◆ Activity 1: Summarize the passage about Reuven Unger in two sentences.
◆ Activity 2: Set down the stretch of the passage about Reuven Unger from "Germany’s only mohel came" through "Berlin’s Jewish community.", word for word.

◆ Selected passage:
• • • • • • •
Reuven Unger, Germany’s only mohel, is on the road a lot in Deutschland.
“I’ve had four bris in a day — one in Berlin, the other in Hamburg, the third in Cologne and the fourth one — I didn’t make it,” said the soft-spoken Unger. “They had to bring in a mohel from Brussels.”
Unger has been performing brit milot in Germany for 10 years. Until he came to Germany, those who wanted a bris had to bring in a mohel from Zurich.
An Israeli doctor in Berlin’s Jewish Hospital performs circumcisions, but does not say the ritual prayers or conduct the naming ceremony involved in a brit milah.
Germany’s only mohel came to the country from Israel in late 1985 as a shochet, the person responsible for the ritual slaughtering of livestock.
He had seen an advertisement for a shochet in an Israeli newspaper placed by Berlin’s Jewish community.
• • • • • • •
Region pointing data
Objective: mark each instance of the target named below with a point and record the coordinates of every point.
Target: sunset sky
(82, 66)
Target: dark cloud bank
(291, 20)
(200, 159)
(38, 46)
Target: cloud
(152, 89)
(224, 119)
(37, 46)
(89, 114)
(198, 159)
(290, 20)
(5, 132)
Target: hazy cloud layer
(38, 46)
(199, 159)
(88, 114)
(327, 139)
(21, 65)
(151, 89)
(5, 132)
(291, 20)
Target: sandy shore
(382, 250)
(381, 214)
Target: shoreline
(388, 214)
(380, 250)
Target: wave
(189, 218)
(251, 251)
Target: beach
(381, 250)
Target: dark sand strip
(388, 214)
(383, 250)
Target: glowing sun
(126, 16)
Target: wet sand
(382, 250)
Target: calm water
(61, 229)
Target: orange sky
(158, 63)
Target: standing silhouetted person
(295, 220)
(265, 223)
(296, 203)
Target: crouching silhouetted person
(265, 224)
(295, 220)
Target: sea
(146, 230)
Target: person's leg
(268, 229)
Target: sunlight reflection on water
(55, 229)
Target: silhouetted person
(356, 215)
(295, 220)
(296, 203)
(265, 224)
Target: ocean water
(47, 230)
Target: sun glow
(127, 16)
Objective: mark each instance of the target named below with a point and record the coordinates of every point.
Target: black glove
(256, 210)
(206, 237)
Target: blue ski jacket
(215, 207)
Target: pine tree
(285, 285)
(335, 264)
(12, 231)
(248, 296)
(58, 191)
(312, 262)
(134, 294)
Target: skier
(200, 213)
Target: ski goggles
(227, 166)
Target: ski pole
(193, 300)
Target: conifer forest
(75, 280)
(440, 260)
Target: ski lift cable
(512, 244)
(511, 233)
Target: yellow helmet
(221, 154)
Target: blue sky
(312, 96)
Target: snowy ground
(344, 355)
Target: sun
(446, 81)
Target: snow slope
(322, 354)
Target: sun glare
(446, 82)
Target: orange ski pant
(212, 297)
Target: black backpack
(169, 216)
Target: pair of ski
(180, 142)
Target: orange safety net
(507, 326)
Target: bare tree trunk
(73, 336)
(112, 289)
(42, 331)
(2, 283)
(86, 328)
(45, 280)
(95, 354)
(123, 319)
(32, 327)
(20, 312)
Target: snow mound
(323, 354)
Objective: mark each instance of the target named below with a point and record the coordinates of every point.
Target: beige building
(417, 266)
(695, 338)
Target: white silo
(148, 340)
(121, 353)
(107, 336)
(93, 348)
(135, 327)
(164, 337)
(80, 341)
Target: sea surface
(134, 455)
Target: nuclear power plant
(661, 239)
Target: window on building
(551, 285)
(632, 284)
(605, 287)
• • • • • • •
◆ Task answer 1: Reuven Unger, Germany's only mohel, travels often around the country and has performed brit milot there for 10 years; before he came, families who wanted a bris had to bring in a mohel from Zurich. He arrived from Israel in late 1985 as a shochet after seeing an advertisement placed in an Israeli newspaper by Berlin's Jewish community.

◆ Task answer 2:
Germany’s only mohel came to the country from Israel in late 1985 as a shochet, the person responsible for the ritual slaughtering of livestock.
He had seen an advertisement for a shochet in an Israeli newspaper placed by Berlin’s Jewish community.